Hey everyone! Sorry I have been MIA lately. I have been working 6-7 days a week and my life has been crazy. But I have dropped a good 5 lbs! I was 140.8 this morning! I hope that I can continue to lose!
I'm going to see if this will last before moving. I'm so happy to see this number before August 1st.
aaaaaaaah I remember how ELATED I was to cross back into the 130s. 139 feels completely different than 140. Irrational, I know, but it keeps me motivated.
My baseline goal is to keep it in the 130s again, like I did for years and YEARS.
Getting closer: Today is 141.4. I was sick for a long time and my weight dipped as low as 140.8 and I have bounced around from there. I think if I stick to healthy eating and don't go back to my overeating, binge-y ways I might be able to obtain "below 140" in the month of August. I NEED to start exercising again, ack.
My real goal for maintaining is 135. My IDEAL goal, however, is 129. I haven't been that weight in 7 years or so and I think it might require way too much work, but it's always out there as a goal
JenVitz - you are so close to "saying goodbye to the 140s"!!
I'm holding at 141.4 lbs. Which is good news for now, I think... I lost some weight rapidly last month due to illness and I am hoping to use that as a springboard to maintaining at a lower weight. Of course psychologically I would prefer to scootch down below 140 and hang out there. "Just" 1.6 lbs to go!

Assignment 1: Revise the weight-loss forum posts from the passage that opens with "aaaaaaaah I remember" and closes with "years and YEARS.", replacing "baseline goal" with "minimum goal".
Assignment 2: Continue the weight-loss forum posts from where they stop.
The material that comes next has no connection to the weight-loss forum posts.

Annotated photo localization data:
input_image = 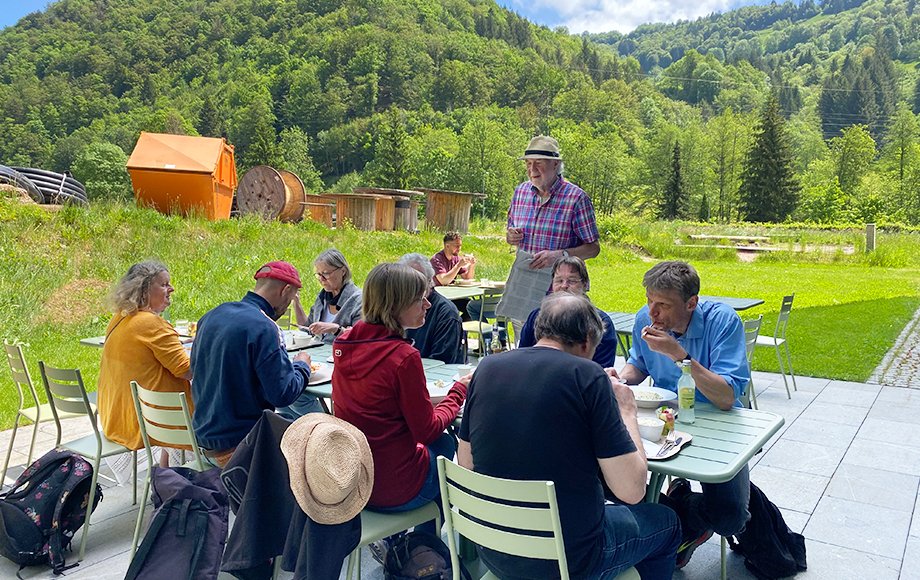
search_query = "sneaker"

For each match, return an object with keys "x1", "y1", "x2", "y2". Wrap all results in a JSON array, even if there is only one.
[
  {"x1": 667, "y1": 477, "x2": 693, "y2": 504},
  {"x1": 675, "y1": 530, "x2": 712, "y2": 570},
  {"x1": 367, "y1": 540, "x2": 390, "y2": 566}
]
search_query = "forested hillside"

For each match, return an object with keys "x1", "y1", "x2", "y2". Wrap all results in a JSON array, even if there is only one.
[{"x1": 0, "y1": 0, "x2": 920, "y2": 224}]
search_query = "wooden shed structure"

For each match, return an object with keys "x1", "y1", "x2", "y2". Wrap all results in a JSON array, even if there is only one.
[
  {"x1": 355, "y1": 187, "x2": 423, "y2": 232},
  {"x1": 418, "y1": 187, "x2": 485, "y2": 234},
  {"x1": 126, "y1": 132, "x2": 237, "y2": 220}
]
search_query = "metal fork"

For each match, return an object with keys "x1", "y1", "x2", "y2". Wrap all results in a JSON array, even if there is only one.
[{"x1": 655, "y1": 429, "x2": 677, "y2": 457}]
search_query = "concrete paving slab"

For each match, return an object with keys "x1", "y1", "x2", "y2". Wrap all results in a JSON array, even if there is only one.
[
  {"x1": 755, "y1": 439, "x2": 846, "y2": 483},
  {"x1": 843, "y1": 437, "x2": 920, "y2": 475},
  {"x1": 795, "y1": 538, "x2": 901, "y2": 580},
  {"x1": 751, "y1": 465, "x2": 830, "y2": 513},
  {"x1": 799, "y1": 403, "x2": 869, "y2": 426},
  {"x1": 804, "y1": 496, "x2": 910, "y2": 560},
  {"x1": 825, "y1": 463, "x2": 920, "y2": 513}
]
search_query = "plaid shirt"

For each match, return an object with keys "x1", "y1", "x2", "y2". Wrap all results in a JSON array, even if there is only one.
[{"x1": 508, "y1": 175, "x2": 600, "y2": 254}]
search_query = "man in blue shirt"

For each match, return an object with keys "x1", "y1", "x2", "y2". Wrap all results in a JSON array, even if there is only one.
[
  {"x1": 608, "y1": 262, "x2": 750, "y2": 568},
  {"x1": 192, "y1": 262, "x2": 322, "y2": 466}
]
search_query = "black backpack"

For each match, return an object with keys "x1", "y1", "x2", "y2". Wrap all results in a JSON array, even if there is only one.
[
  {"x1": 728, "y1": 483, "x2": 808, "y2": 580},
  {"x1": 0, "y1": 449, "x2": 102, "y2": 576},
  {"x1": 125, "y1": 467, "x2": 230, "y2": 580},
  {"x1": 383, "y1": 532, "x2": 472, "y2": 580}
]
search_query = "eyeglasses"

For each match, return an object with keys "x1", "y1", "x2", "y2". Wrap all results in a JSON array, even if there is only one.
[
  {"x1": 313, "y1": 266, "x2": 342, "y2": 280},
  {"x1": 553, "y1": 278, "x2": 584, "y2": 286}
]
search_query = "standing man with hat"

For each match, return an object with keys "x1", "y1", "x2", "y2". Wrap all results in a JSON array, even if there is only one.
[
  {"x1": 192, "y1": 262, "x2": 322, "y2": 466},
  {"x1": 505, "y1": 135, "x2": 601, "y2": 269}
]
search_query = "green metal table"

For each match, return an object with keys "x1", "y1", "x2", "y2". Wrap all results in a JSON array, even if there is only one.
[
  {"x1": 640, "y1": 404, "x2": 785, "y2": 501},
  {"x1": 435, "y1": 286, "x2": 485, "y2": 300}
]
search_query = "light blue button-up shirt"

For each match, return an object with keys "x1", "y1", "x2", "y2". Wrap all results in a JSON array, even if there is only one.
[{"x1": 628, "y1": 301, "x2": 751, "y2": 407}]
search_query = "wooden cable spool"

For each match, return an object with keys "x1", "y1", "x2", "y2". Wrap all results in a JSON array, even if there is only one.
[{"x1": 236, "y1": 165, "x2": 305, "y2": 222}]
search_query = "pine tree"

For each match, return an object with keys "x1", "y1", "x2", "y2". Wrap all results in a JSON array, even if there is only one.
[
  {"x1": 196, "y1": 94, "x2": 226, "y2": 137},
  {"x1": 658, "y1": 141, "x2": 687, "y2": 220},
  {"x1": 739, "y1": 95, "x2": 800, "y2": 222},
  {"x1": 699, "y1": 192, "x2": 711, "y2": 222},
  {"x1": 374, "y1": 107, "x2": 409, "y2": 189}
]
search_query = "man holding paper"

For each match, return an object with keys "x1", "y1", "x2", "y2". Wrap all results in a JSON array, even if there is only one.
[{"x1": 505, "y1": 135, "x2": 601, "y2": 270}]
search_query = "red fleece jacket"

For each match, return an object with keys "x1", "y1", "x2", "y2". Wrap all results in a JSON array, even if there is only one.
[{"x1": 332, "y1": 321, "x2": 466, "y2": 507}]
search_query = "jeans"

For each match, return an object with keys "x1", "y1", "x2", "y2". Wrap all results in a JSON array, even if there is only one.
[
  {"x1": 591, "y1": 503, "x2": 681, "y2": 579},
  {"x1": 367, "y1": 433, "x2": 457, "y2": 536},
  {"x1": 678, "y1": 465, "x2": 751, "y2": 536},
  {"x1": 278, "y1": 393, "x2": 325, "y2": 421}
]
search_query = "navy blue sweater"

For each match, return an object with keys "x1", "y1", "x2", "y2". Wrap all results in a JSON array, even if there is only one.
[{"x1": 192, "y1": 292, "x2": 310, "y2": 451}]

Task output 1:
aaaaaaaah I remember how ELATED I was to cross back into the 130s. 139 feels completely different than 140. Irrational, I know, but it keeps me motivated.
My minimum goal is to keep it in the 130s again, like I did for years and YEARS.

Task output 2:
I revised my weight loss goal on FitDay, giving myself more time since I clearly am not going to be 129 lbs by the end of August If I manage to keep on track as I have since May 1, I will be out of the 140s in less than two weeks... we'll see about that.
I'm switching to lower carb starting next week - that might provide the boost I need. I've been pretty low-cal (1000-1200) recently, not entirely by choice, but it has been decidedly NOT low-carb.
Hope all you other lovely 140s are doing well out there
According to my goal schedule (which yes I know is ridiculous... I don't know why I keep setting these time goals, keeps me engaged I assume), I "should" be 140.0 by Monday. That makes me fully realize how ridiculous my goal schedule is - I can't control if I can lose an entire pound in 3 days. Nothing to do but try though...
I have been eating low cal/med-high carb recently just because of a stomach issue. I know this is not sustainable as I am starting to get my appetite back and 1100-1200 calories on high carb is NOT very filling.
sooo.... making plans for transitioning to lower carb. It is the only thing I have found that budges any pounds at all from my 30-something weight gain. Need more veggies, leafy greens, protein and some exercise.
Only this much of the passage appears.